■ **演習用本文**:
┌──

〔自律する医療⑥〕日本の医療 外国人にはナゾ
受審がとにかく大変だったという話を続けてきたが、当然メリットも想定されている。
「日本には、英米オーストラリアと英語を母国語とする人々が大勢住んでいるけれど、彼らは病気になると治療のために帰国している」と、ジョン・ウォーカー特命副院長は語る。医療を産業として捉えた場合には、顧客をみすみす逃していることになる。
何度か述べているように、欧米の民間保険は保険金を支払う対象の医療機関の基準にJCI認証を用いていることが多く、その認証取得機関が日本に存在しない以上、日本で治療すると全額自費になってしまうことが影響している。しかし実は、もう一つ理由があるのだという。
「どの医療機関の質が高いのか、彼らには見分けがつかないから」
そんなバカな、ランキング本があんなに出回っているじゃないかと思うかもしれない。だが「日本で一般の人が医療機関を評価している基準は外形的なものばかりで、国際的な基準と異なる」という。
そして、自分たちの医療の質を外国人にも分かるように示している医療機関は日本には、ほとんど存在しない。結果的に「外国から見ると、日本の医療は本当にナゾが多い」と佐野元子・JCI事務局長にも言われてしまう状況になっている。外国人からすると、自分が受診しても迷惑がられるのでないかとの疑念すら抱かせるものらしい。

└──

■ **データ抜粋**:
┌──

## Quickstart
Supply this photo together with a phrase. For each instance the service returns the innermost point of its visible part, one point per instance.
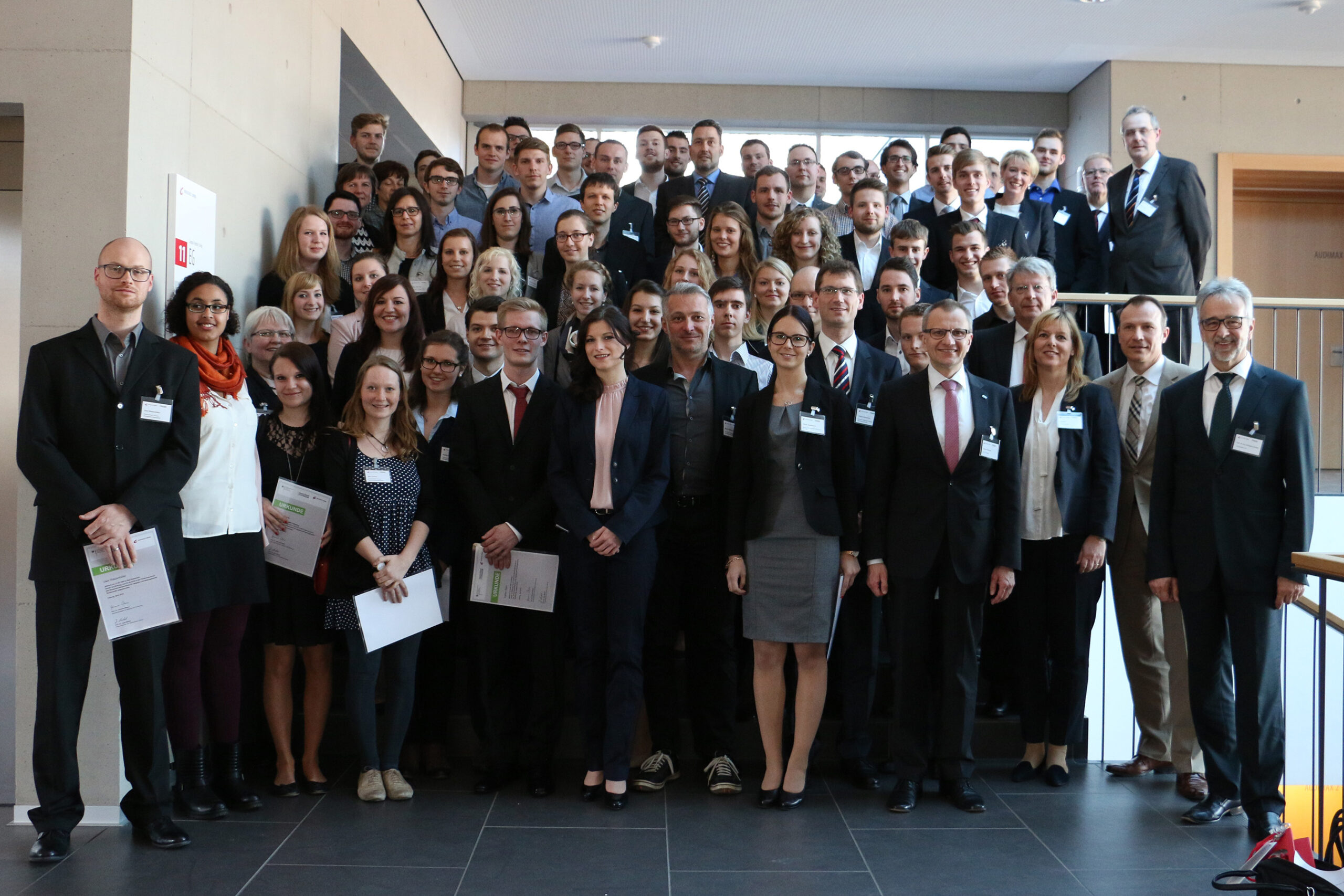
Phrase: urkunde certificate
(527, 583)
(296, 549)
(135, 599)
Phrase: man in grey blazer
(1152, 635)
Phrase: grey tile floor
(1097, 836)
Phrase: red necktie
(951, 424)
(519, 405)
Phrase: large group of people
(737, 414)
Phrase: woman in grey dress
(793, 541)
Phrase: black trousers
(1235, 636)
(66, 626)
(691, 594)
(934, 628)
(608, 598)
(1054, 610)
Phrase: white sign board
(191, 230)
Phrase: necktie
(1221, 425)
(951, 428)
(1133, 428)
(842, 376)
(519, 406)
(1133, 198)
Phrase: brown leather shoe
(1140, 765)
(1193, 786)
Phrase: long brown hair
(402, 438)
(1076, 378)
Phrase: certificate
(527, 583)
(135, 599)
(385, 623)
(296, 549)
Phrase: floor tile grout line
(853, 839)
(479, 835)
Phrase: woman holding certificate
(224, 573)
(609, 468)
(793, 536)
(288, 446)
(381, 473)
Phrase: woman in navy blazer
(609, 468)
(1070, 487)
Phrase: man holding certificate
(109, 430)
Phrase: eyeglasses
(1211, 324)
(118, 272)
(201, 308)
(530, 333)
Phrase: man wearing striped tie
(1159, 225)
(1152, 635)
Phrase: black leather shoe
(1263, 825)
(1211, 809)
(961, 794)
(50, 847)
(862, 774)
(164, 835)
(904, 796)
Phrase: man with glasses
(109, 430)
(444, 182)
(1232, 500)
(940, 531)
(500, 450)
(690, 590)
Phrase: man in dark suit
(710, 186)
(500, 453)
(690, 592)
(858, 370)
(1232, 501)
(940, 520)
(109, 430)
(1159, 225)
(999, 352)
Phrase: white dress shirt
(965, 417)
(1152, 376)
(1213, 386)
(1041, 519)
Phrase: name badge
(156, 410)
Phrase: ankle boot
(191, 792)
(229, 779)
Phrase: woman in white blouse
(225, 571)
(1070, 487)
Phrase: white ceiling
(874, 44)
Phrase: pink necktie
(951, 424)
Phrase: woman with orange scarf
(225, 571)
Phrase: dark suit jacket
(913, 503)
(730, 385)
(1162, 254)
(1088, 464)
(991, 355)
(82, 445)
(640, 462)
(1240, 515)
(824, 464)
(502, 479)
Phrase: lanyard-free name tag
(814, 422)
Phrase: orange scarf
(222, 373)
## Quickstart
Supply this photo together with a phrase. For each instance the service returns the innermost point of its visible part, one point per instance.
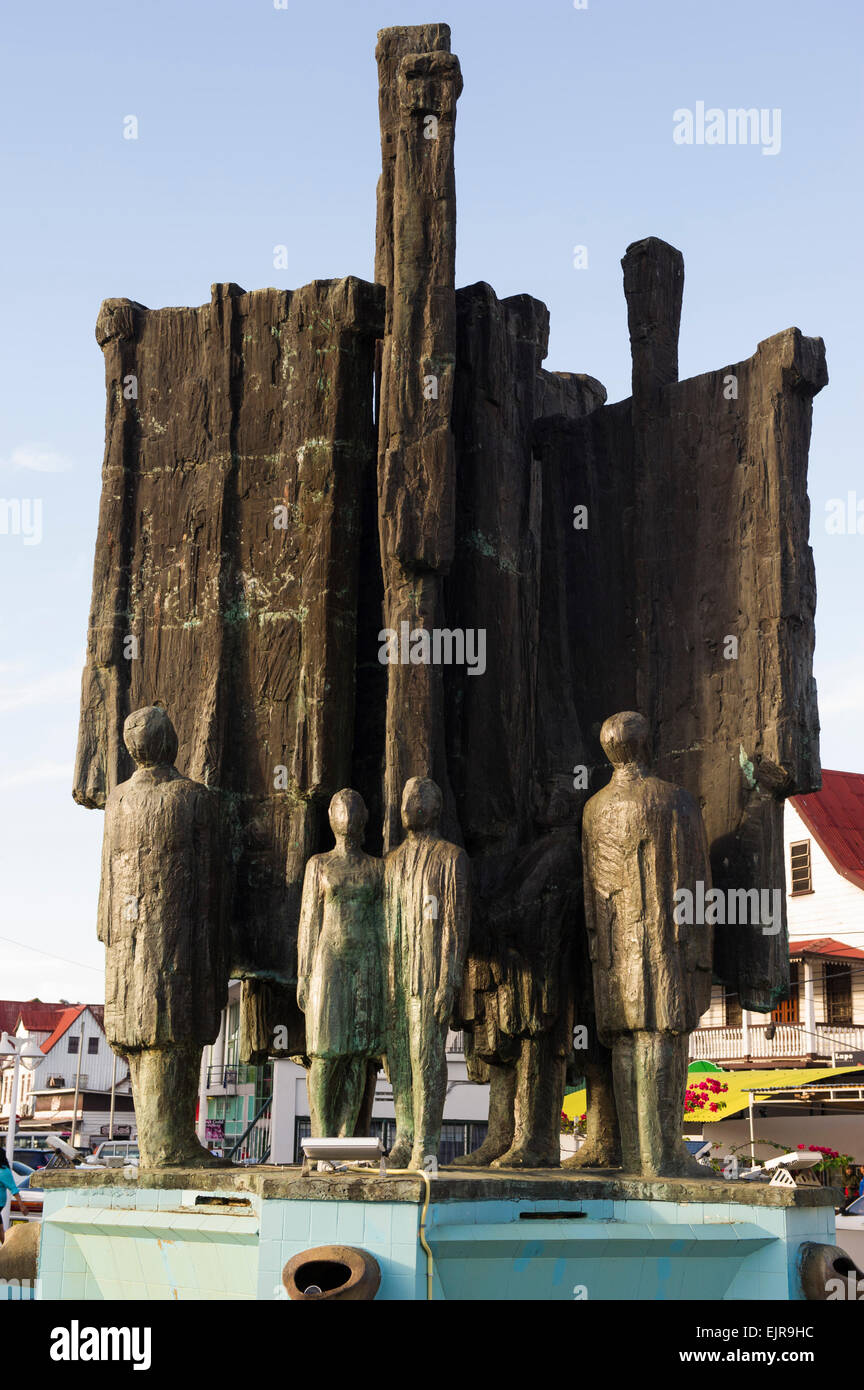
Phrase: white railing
(791, 1040)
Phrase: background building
(71, 1090)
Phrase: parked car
(28, 1203)
(32, 1157)
(113, 1153)
(850, 1230)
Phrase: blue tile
(296, 1221)
(322, 1223)
(397, 1289)
(378, 1226)
(350, 1223)
(406, 1258)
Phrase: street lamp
(29, 1052)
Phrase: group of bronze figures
(302, 469)
(381, 965)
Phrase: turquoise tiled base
(140, 1244)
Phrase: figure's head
(421, 804)
(627, 738)
(347, 815)
(150, 737)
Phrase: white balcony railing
(789, 1041)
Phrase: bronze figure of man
(163, 923)
(427, 906)
(642, 841)
(341, 970)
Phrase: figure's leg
(625, 1090)
(165, 1089)
(429, 1073)
(316, 1086)
(502, 1100)
(602, 1147)
(363, 1126)
(661, 1079)
(539, 1094)
(399, 1072)
(347, 1100)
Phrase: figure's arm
(454, 936)
(309, 929)
(103, 912)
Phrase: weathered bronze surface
(342, 969)
(642, 841)
(427, 912)
(261, 524)
(161, 920)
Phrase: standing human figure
(427, 911)
(164, 929)
(642, 841)
(341, 970)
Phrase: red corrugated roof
(39, 1016)
(67, 1018)
(825, 945)
(11, 1011)
(835, 816)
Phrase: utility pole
(77, 1089)
(113, 1091)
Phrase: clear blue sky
(259, 127)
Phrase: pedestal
(550, 1236)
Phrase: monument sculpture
(427, 922)
(299, 469)
(342, 969)
(643, 840)
(161, 920)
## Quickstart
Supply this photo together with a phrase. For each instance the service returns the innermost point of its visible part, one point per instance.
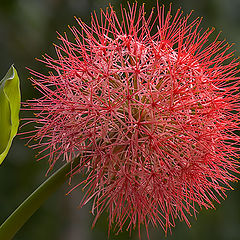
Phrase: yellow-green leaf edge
(10, 101)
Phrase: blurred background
(27, 30)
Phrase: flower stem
(20, 216)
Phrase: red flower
(152, 109)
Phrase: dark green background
(27, 30)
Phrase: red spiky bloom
(152, 109)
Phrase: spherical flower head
(152, 110)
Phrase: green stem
(20, 216)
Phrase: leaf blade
(10, 99)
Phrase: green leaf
(10, 98)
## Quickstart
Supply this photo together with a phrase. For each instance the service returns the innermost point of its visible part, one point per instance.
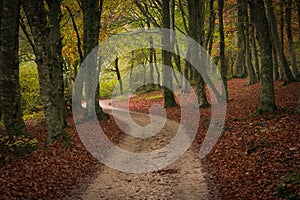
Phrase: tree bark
(196, 32)
(47, 69)
(254, 49)
(298, 12)
(169, 99)
(279, 47)
(267, 97)
(91, 28)
(211, 29)
(223, 63)
(275, 64)
(119, 76)
(9, 68)
(240, 58)
(251, 73)
(288, 19)
(56, 59)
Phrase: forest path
(183, 179)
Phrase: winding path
(183, 179)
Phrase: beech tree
(288, 77)
(45, 31)
(169, 99)
(288, 18)
(196, 32)
(91, 29)
(267, 96)
(223, 63)
(9, 68)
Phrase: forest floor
(255, 158)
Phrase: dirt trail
(183, 179)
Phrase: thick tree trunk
(298, 106)
(288, 17)
(267, 97)
(275, 64)
(298, 12)
(169, 99)
(56, 61)
(240, 58)
(196, 32)
(186, 67)
(119, 76)
(210, 33)
(9, 68)
(48, 72)
(223, 63)
(91, 28)
(251, 72)
(279, 47)
(254, 49)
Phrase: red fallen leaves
(253, 154)
(51, 171)
(249, 161)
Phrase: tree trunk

└──

■ **課題セット**:
[1] 演習用本文から、かぎかっこ「」で囲まれた引用部分をすべて、出てくる順に書き出してください。
[2] 演習用本文の次の一文を英語に訳してください:だが「日本で一般の人が医療機関を評価している基準は外形的なものばかりで、国際的な基準と異なる」という。
[3] 日本の医療と外国人をめぐる演習用本文について、最後の文の後に続く内容を書いてください。

■ **課題別の解答**:
[1]
1. 「日本には、英米オーストラリアと英語を母国語とする人々が大勢住んでいるけれど、彼らは病気になると治療のために帰国している」
2. 「どの医療機関の質が高いのか、彼らには見分けがつかないから」
3. 「日本で一般の人が医療機関を評価している基準は外形的なものばかりで、国際的な基準と異なる」
4. 「外国から見ると、日本の医療は本当にナゾが多い」

[2] But, it is said, "the criteria that ordinary people in Japan use to evaluate medical institutions are all superficial and differ from international standards."

[3]
だから日本の医療者なら常識的に知っている「日本の医療は安い割に質が高い」ということも、外国人にはほとんど知られていないことになる。
そんな中でJCIを受審することは、世界の人々に自分たちの医療の質を公開します、世界の患者を歓迎しますと宣言する意味も持っているのだ。
今後は、少なくとも「亀田」に関しては英米豪の人々も安心して受診できるようになる。そしてその結果、「手技料がアメリカの10分の1、質はまあまあの日本で医療を受けようかという世界の人々が増えてくるはず」と亀田信介・亀田総合病院院長はもくろむ。
ウォーカー氏も「タイやインドがメディカルツーリズムに力を入れているけれど、政情とか街の衛生環境とかを考えたら日本の方がはるかに適している」と見る。
「繁華街は店がいっぱいあるから人が集まる。ウチ一つだけポツンとあっても、日本が医療のブランドにはならない。少なくとも病院名に『国際』とついている所は、JCIを取ってほしい」と亀田信介氏は言う。